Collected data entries
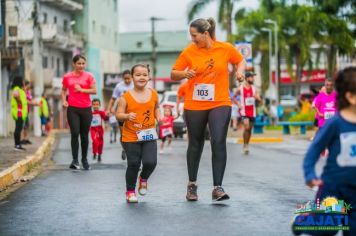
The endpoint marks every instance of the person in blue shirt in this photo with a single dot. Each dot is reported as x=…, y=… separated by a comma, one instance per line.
x=338, y=135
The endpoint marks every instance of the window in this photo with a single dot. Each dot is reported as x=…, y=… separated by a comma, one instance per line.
x=45, y=62
x=58, y=73
x=44, y=18
x=65, y=25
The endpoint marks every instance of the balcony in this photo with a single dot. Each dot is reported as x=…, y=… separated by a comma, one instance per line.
x=52, y=35
x=69, y=5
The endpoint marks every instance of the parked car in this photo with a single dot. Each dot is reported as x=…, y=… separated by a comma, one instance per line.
x=288, y=101
x=170, y=98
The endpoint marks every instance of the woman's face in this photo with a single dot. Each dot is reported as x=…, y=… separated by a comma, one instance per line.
x=200, y=39
x=140, y=77
x=79, y=65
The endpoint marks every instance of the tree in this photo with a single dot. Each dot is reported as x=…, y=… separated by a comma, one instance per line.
x=225, y=13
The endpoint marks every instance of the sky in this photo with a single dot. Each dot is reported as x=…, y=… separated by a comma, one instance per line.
x=134, y=14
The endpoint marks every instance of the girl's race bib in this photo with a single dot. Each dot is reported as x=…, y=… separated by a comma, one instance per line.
x=147, y=135
x=96, y=121
x=347, y=156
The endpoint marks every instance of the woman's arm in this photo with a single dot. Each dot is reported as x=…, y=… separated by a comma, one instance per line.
x=64, y=97
x=179, y=75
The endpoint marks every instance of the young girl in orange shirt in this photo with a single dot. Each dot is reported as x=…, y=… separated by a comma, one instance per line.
x=139, y=110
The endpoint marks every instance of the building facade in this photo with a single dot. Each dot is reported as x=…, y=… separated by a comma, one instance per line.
x=99, y=24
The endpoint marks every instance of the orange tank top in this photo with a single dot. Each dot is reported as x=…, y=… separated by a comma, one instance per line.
x=145, y=116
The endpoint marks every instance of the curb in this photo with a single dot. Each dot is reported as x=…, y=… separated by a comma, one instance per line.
x=258, y=140
x=12, y=174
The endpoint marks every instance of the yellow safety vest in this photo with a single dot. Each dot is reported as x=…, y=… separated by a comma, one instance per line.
x=15, y=106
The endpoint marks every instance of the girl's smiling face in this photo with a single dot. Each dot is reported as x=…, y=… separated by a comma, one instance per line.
x=140, y=76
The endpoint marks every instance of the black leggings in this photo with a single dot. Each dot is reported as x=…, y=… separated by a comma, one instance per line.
x=218, y=120
x=145, y=152
x=18, y=129
x=79, y=120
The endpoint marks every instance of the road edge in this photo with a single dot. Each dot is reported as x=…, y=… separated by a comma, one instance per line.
x=14, y=173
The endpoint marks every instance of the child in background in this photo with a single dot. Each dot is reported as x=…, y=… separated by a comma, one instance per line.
x=96, y=129
x=338, y=135
x=166, y=127
x=139, y=110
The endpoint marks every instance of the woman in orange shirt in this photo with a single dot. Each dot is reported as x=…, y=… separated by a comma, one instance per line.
x=205, y=64
x=139, y=109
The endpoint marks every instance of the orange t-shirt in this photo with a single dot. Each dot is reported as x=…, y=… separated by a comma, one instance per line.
x=211, y=66
x=145, y=118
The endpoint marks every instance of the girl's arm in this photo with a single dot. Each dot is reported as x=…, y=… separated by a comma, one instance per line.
x=64, y=97
x=121, y=114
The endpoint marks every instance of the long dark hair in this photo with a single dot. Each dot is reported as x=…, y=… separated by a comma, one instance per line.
x=345, y=82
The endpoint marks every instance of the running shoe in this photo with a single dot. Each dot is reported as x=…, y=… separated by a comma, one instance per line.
x=74, y=165
x=219, y=194
x=142, y=186
x=85, y=164
x=131, y=197
x=192, y=192
x=19, y=148
x=123, y=155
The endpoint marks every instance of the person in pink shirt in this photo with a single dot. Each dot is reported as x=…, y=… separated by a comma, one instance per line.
x=79, y=84
x=325, y=103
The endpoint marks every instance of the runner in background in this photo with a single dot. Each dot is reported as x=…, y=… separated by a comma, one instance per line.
x=338, y=135
x=139, y=110
x=97, y=129
x=247, y=105
x=119, y=90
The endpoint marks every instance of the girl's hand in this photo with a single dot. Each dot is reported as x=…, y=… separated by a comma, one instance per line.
x=131, y=116
x=77, y=88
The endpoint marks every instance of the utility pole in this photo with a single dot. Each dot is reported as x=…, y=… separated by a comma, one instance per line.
x=37, y=62
x=154, y=46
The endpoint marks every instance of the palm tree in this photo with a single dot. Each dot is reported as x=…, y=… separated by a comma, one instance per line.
x=225, y=13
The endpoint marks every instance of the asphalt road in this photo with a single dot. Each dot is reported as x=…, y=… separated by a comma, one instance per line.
x=264, y=187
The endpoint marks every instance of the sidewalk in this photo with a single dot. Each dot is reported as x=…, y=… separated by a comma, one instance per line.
x=15, y=164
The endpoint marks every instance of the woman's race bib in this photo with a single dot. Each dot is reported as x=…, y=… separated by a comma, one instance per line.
x=250, y=101
x=147, y=135
x=204, y=92
x=328, y=114
x=96, y=121
x=347, y=156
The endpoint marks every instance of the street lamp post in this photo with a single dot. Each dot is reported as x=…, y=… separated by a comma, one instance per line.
x=269, y=59
x=269, y=21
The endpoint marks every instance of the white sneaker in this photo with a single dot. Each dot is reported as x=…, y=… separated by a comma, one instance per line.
x=131, y=197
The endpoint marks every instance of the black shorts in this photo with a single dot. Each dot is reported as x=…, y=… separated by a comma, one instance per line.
x=165, y=137
x=251, y=119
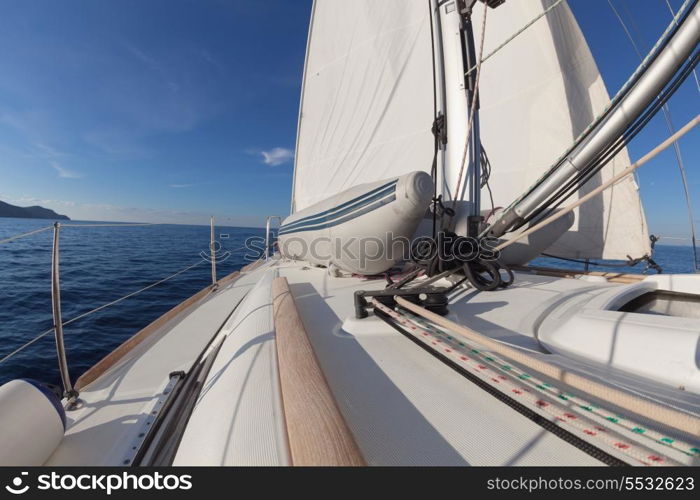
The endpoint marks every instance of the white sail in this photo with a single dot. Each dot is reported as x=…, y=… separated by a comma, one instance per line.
x=368, y=106
x=367, y=101
x=537, y=95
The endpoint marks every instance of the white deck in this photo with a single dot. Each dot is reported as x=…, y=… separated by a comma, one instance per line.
x=403, y=405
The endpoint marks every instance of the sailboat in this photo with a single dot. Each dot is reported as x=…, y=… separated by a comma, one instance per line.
x=442, y=146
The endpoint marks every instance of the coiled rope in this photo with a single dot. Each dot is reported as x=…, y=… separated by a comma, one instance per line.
x=472, y=110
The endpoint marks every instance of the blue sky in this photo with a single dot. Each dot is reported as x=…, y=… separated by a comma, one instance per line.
x=169, y=111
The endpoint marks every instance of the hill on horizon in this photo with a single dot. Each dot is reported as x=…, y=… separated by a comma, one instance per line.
x=34, y=212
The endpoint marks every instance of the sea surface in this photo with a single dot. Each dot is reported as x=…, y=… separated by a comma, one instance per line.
x=101, y=264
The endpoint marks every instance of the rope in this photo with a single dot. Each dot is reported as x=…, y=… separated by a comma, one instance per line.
x=110, y=225
x=517, y=33
x=473, y=108
x=23, y=235
x=613, y=102
x=614, y=180
x=677, y=149
x=109, y=304
x=670, y=417
x=673, y=14
x=520, y=385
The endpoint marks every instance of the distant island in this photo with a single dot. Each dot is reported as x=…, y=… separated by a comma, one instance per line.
x=36, y=212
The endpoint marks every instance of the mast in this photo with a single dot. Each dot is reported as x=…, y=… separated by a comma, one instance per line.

-- Set problem --
Lay out all of the material above as a JSON list of strings, one string per line. Skip blank lines and leave the pictures out.

-- Task result --
[
  "The endpoint marks every instance of the person in blue shirt in this photo with a single dot. Each dot is reported as x=…, y=… separated by a comma, one instance per line.",
  "x=338, y=135",
  "The endpoint marks every instance of the window in this photo with a single dot. Each dot is reported as x=…, y=… separated by a comma, one instance per line.",
  "x=45, y=62",
  "x=58, y=73",
  "x=44, y=18",
  "x=65, y=25",
  "The endpoint marks every instance of the balcony in this photo with a single dot. Each dot is reported as x=…, y=… separated by a comma, one instance per line.",
  "x=52, y=35",
  "x=69, y=5",
  "The endpoint marks every instance of the parked car in this photo with a single dot. Each dot is reported as x=…, y=… separated by a comma, one instance per line.",
  "x=288, y=101",
  "x=170, y=98",
  "The endpoint marks every instance of the woman's face in this photo with a single dot. Each dot is reported as x=…, y=… separated by a comma, one instance per line.",
  "x=200, y=39",
  "x=140, y=77",
  "x=79, y=65",
  "The endpoint marks every instance of the tree in this photo with a single dot. Each dot is reported as x=…, y=… separated by a comma, one instance per line.",
  "x=225, y=13",
  "The endpoint marks every instance of the sky in this photo with a single dot. Each dot is reported as x=…, y=… separated by a comma, one instance per line.",
  "x=134, y=14",
  "The endpoint marks every instance of the girl's race bib in this photo with a single dot. Each dot is reported as x=…, y=… separated by a comma, one instance per line.",
  "x=147, y=135",
  "x=96, y=121",
  "x=347, y=156",
  "The endpoint marks every instance of the woman's arm in this photo with a single dot. Each dot is reported as x=…, y=… separated by a comma, one instance per line.",
  "x=64, y=97",
  "x=179, y=75",
  "The endpoint marks every instance of the young girl in orange shirt in this photo with a single dot. Each dot is reported as x=…, y=… separated by a comma, one instance per line.",
  "x=139, y=110",
  "The endpoint marks every instance of the building facade in this photo with a single dot. Each dot is reported as x=…, y=… separated by a comma, one instance per line.",
  "x=99, y=24",
  "The endpoint marks every instance of the orange tank top in this photo with a single dot. Each dot is reported as x=…, y=… separated by a comma, one instance per line.",
  "x=145, y=116",
  "The endpoint marks every instance of the curb in this photo with a single dot. Each dot is reported as x=…, y=… separated by a comma, one instance per line.",
  "x=258, y=140",
  "x=12, y=174",
  "The endpoint marks every instance of the yellow safety vest in this photo with a single dot. Each dot is reported as x=…, y=… separated by a comma, one instance per line.",
  "x=15, y=106",
  "The endpoint marks every instance of the girl's smiling face in this photo with a single dot. Each dot is reported as x=…, y=… separated by a comma, one instance per line.",
  "x=140, y=76",
  "The endpoint marks every instance of the black leggings in this photo with a single dot. Each dot is reported as x=…, y=… separated by a comma, one instance per line.",
  "x=218, y=120",
  "x=145, y=152",
  "x=18, y=129",
  "x=79, y=120",
  "The endpoint marks every instance of the road edge in this photo with a single dot. Each dot is reported as x=…, y=… separated by a comma, one instance per line.",
  "x=14, y=173",
  "The endpoint marks every instance of the child in background in this photo with a single dot. Each dot is reported as x=…, y=… separated by a comma, one instance per line.",
  "x=96, y=129",
  "x=338, y=135",
  "x=166, y=127",
  "x=139, y=110",
  "The endpoint marks every instance of the woman in orange shirt in this photo with a single dot. Each dot is reported as x=…, y=… separated by a comma, one instance per line.",
  "x=205, y=64",
  "x=139, y=109",
  "The endpoint marks every instance of the orange t-shirt in this photo with a single dot. Each dot is reported as x=…, y=… separated by a comma, one instance per line.",
  "x=211, y=66",
  "x=145, y=118",
  "The endpoint marks every instance of the girl's arm in this photo with a single dot. Each dot is reported as x=…, y=… separated by a comma, one instance per line.",
  "x=64, y=97",
  "x=121, y=114",
  "The endpoint marks every instance of the long dark hair in this photo with a single dot. Each dot is reported as x=…, y=… separated by a comma, one instance per line.",
  "x=345, y=82",
  "The endpoint marks every instance of the running shoe in this photo with a single dot. Each dot is reported as x=…, y=… separated by a comma, one instance per line.",
  "x=74, y=165",
  "x=219, y=194",
  "x=142, y=186",
  "x=85, y=164",
  "x=131, y=197",
  "x=192, y=192",
  "x=19, y=148",
  "x=123, y=155",
  "The endpoint marks every instance of the person in pink shirt in this photo with a single dot. Each dot is reported as x=…, y=… separated by a comma, one instance per line.",
  "x=79, y=84",
  "x=325, y=103",
  "The endpoint marks every instance of the runner in background in this photo with a single dot. Each dot is reported as x=…, y=… separated by a comma, one instance per line.",
  "x=338, y=135",
  "x=139, y=110",
  "x=97, y=129",
  "x=247, y=105",
  "x=119, y=90",
  "The endpoint marks every instance of the girl's hand in this photo with a single dot. Each dot is reported as x=…, y=… separated by a comma, one instance per line.",
  "x=131, y=116",
  "x=77, y=88",
  "The endpoint marks every instance of the utility pole in this photo with a single dot. Each dot is reported as x=…, y=… separated by a comma, one instance per line.",
  "x=37, y=62",
  "x=154, y=46",
  "The endpoint marks every instance of the palm tree in this photo with a single dot. Each dot is reported as x=…, y=… separated by a comma, one instance per line.",
  "x=225, y=13",
  "The endpoint marks every instance of the asphalt road in this photo with a single dot. Each dot is reported as x=…, y=… separated by a comma, one instance per line.",
  "x=264, y=187",
  "The endpoint marks every instance of the sidewalk in this photo with a single dot. Each dot is reported as x=…, y=… separated by a comma, one instance per line.",
  "x=15, y=164",
  "The endpoint marks every instance of the woman's race bib in this photo with a single dot. Each dot is reported as x=…, y=… separated by a comma, one instance per line.",
  "x=250, y=101",
  "x=147, y=135",
  "x=204, y=92",
  "x=328, y=114",
  "x=96, y=121",
  "x=347, y=156",
  "The endpoint marks every instance of the street lamp post in this photo with a single dot. Each dot is reported as x=…, y=… separated by a comma, one instance per line.",
  "x=269, y=59",
  "x=269, y=21",
  "The endpoint marks every instance of the white sneaker in this photo with a single dot. Each dot is reported as x=…, y=… separated by a comma, one instance per line.",
  "x=131, y=197",
  "The endpoint marks every instance of the black shorts in this photo with a single dot. Each dot is reported as x=…, y=… separated by a comma, one instance per line.",
  "x=165, y=137",
  "x=251, y=119",
  "The endpoint marks every instance of the white sail in this photo with a single dot. Each dot is reported as x=…, y=… separated by a comma, one instance per line.",
  "x=368, y=106",
  "x=367, y=101",
  "x=537, y=95",
  "The endpoint marks every instance of the white deck in this photo with a single dot. Each dot is reported as x=…, y=… separated by a comma, one instance per line.",
  "x=403, y=405",
  "The endpoint marks every instance of the sailboat in this photo with a single dot. Each dot is reported as x=…, y=… separated by a comma, one instance per line.",
  "x=442, y=146",
  "The endpoint marks every instance of the coiled rope in this photo with a single dot. Each dot is reported as x=…, y=… separated by a comma, one instance per line.",
  "x=472, y=110",
  "The endpoint marks every instance of the blue sky in this photo with a single dot. Each dot is reported as x=…, y=… separated by a comma, one instance per line.",
  "x=169, y=111",
  "The endpoint marks every instance of the hill on horizon in this photo with a single dot. Each dot is reported as x=…, y=… separated by a comma, one instance per line.",
  "x=34, y=212",
  "The endpoint marks every instance of the sea surface in this photo with a single dot. Each dot is reported as x=…, y=… separated by a comma, one instance per line.",
  "x=101, y=264",
  "The endpoint marks every instance of the rope in this photo with a single dot. Each dot is reported as x=…, y=… separated by a comma, one instance per line.",
  "x=110, y=225",
  "x=517, y=33",
  "x=473, y=108",
  "x=23, y=235",
  "x=613, y=102",
  "x=614, y=180",
  "x=677, y=149",
  "x=109, y=304",
  "x=670, y=417",
  "x=673, y=14",
  "x=520, y=385",
  "The endpoint marks every instance of the distant island in this photo with a single dot. Each dot is reported as x=…, y=… separated by a comma, one instance per line.",
  "x=36, y=212",
  "The endpoint marks every instance of the mast in this photo with a single dot. Each dot is reported as x=…, y=… separated by a comma, one instance per line."
]